Aufgaben zum Text —
#1 Fassen Sie den Bericht über den Prozess gegen den Pfadfinder-Führer in zwei Sätzen zusammen.
#2 Ändern Sie im Bericht über den Prozess gegen den Pfadfinder-Führer den Abschnitt von "Die Anklage umfasst" bis einschließlich "sich ergehen ließ.", indem Sie "Pfadfinder-Stunden" durch "Gruppenstunden" ersetzen, und geben Sie den Abschnitt so wieder.
#3 Schreiben Sie den Bericht über den Prozess gegen den Pfadfinder-Führer im Anschluss an seinen letzten Satz weiter.

::: Ausgangstext

Am Freitag ist im Wiener Straflandesgericht der Prozess gegen einen langjährigen Pfadfinder-Führer eröffnet worden, der seit 1994 Buben missbraucht haben soll. Laut Anklage nutzte der 59-Jährige, der ausschließlich "Wölflinge" - Kinder im Alter zwischen sieben und zehn - betreute, das ihm entgegengebrachte Vertrauen aus, um sich über Jahre hinweg an unmündigen Knaben zu vergehen.
Die Anklage umfasst drei Opfer, die mittlerweile 28, 16 und 13 Jahre alt sind. Den Ältesten soll der Mann von 1994 bis Sommer 2001 missbraucht haben, indem er diesen nach den Pfadfinder-Stunden mit nach Hause nahm und später auf Privatausflüge und sonstige Unternehmungen einlud. Er soll sich dabei mit dem Burschen Pornos angeschaut und diesem zum Masturbieren aufgefordert haben. Laut Staatsanwältin Gabriele Müller-Dachler kam es am Ende auch zu Oral- und Analverkehr, den das Opfer über sich ergehen ließ.
Der von Verteidiger Leonhard Kregcjk vertretene Angeklagte stellte alles in Abrede und bezeichnete die Angaben des 28-Jährigen als "total falsch". Dieser sage "aus Bosheit" gegen ihn aus, nachdem er seine finanzielle Zuwendungen an den jungen Mann eingestellt hatte: "Er war sehr, sehr erbost, dass ich ihm nichts mehr gegeben habe." Der 59-Jährige hatte seinem Schützling nach dessen Zeit bei den "Wölflingen" im Lauf der Jahre immer wieder Darlehen überlassen, die einen Gesamtbetrag von immerhin 53.000 Euro ausmachten.

::::::
::: Datenauszüge

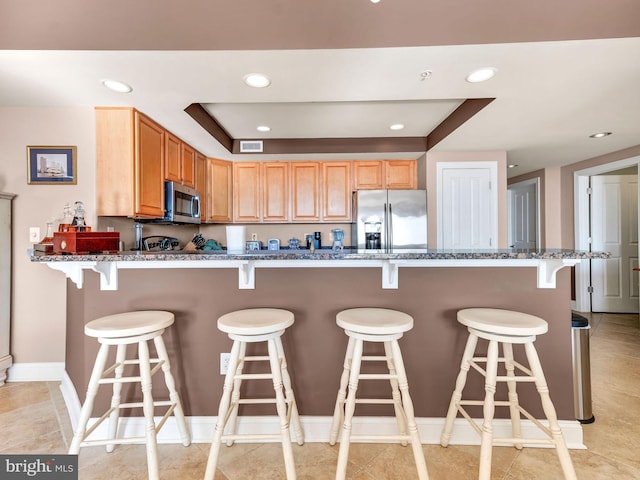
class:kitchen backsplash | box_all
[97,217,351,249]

::::::
::: Datenauszüge

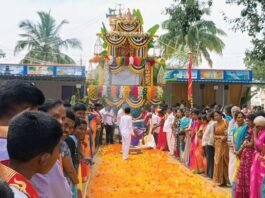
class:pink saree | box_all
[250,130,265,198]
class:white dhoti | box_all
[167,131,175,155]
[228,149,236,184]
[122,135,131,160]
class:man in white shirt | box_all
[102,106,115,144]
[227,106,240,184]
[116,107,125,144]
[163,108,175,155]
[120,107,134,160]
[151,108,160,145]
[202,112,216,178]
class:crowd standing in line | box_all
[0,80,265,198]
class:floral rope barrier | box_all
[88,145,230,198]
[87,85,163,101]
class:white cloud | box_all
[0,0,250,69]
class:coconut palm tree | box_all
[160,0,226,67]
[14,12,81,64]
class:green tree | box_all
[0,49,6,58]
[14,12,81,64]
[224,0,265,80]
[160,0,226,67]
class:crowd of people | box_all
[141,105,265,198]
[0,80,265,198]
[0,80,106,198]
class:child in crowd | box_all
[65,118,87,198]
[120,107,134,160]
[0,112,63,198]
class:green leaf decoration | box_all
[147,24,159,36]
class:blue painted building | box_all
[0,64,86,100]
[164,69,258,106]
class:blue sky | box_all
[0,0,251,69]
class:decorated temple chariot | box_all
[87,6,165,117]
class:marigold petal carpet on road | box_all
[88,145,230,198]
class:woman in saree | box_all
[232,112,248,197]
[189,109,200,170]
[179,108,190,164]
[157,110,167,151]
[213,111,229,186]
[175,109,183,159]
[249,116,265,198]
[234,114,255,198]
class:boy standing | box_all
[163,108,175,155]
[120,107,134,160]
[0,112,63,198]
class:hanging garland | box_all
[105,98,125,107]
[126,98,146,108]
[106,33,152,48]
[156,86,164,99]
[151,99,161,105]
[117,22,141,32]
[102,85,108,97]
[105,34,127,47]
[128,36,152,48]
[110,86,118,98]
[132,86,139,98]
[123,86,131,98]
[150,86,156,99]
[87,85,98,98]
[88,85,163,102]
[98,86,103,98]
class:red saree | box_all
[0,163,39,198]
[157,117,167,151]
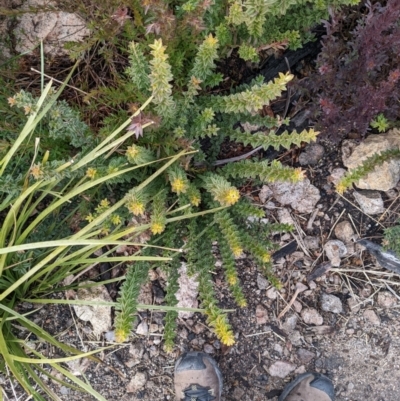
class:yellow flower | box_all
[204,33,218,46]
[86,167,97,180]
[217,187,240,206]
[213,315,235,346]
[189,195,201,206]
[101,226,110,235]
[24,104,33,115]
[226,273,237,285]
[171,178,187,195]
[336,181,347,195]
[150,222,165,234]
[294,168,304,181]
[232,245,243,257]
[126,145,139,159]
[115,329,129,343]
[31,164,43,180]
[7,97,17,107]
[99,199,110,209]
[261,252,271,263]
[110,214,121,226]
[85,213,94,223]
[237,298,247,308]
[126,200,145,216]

::::::

Lösungen —
#1 Im Wiener Straflandesgericht ist am Freitag der Prozess gegen einen 59-jährigen langjährigen Pfadfinder-Führer eröffnet worden, der laut Anklage seit 1994 drei Buben missbraucht haben soll, die mittlerweile 28, 16 und 13 Jahre alt sind. Der Angeklagte stellt alles in Abrede und erklärt, der 28-Jährige sage aus Bosheit gegen ihn aus, weil er seine finanziellen Zuwendungen an ihn eingestellt habe.

#2
Die Anklage umfasst drei Opfer, die mittlerweile 28, 16 und 13 Jahre alt sind. Den Ältesten soll der Mann von 1994 bis Sommer 2001 missbraucht haben, indem er diesen nach den Gruppenstunden mit nach Hause nahm und später auf Privatausflüge und sonstige Unternehmungen einlud. Er soll sich dabei mit dem Burschen Pornos angeschaut und diesem zum Masturbieren aufgefordert haben. Laut Staatsanwältin Gabriele Müller-Dachler kam es am Ende auch zu Oral- und Analverkehr, den das Opfer über sich ergehen ließ.

#3
Alles bestritten
Auch die jüngeren Fälle bestritt der 59-Jährige, der sich mittlerweile im Ruhestand befindet und eine Pension von 1900 Euro bezieht. Der 16-Jährige sehe in ihm "einen Sündenbock" und schiebe ihn "als Anlass für seine strafbaren Handlungen vor", gab der Angeklagte zu Protokoll. Der Bursch ist vor wenigen Monaten wegen Raubes zu einer unbedingten Freiheitsstrafe verurteilt worden, weil Mitglied einer Jugend-Bande war. Laut Anklage soll der 59-Jährige ab Herbst 2009 mit dem damals Zehnjährigen geschlechtliche Handlungen vorgenommen haben und diese erst eingestellt haben, als dieser altersbedingt in eine andere Pfadfinder-Gruppe kam.
Das jüngste Opfer wurde laut Anklage seit dem Vorjahr missbraucht, wobei sich diese Übergriffe nicht mehr in der Wiener Sektion, sondern im Bezirk Korneuburg abspielten. Dort lernte der Mann im Sommer 2014 den damals Zwölfjährigen kennen, dessen Anschuldigungen er nun gegenüber dem Schöffensenat (Vorsitz: Andreas Böhm) auf den angeblichen Egoismus des Unmündigen zurückführte: "Der hat das Problem, dass er alles als Erster haben will. Er hat ein egoistisches Verhalten. Ich habe ihn öfters auf harte Art zurückgewiesen." Der Bub belaste ihn jetzt zu Unrecht "aufgrund meiner Zurückweisungen und Zurechtweisungen".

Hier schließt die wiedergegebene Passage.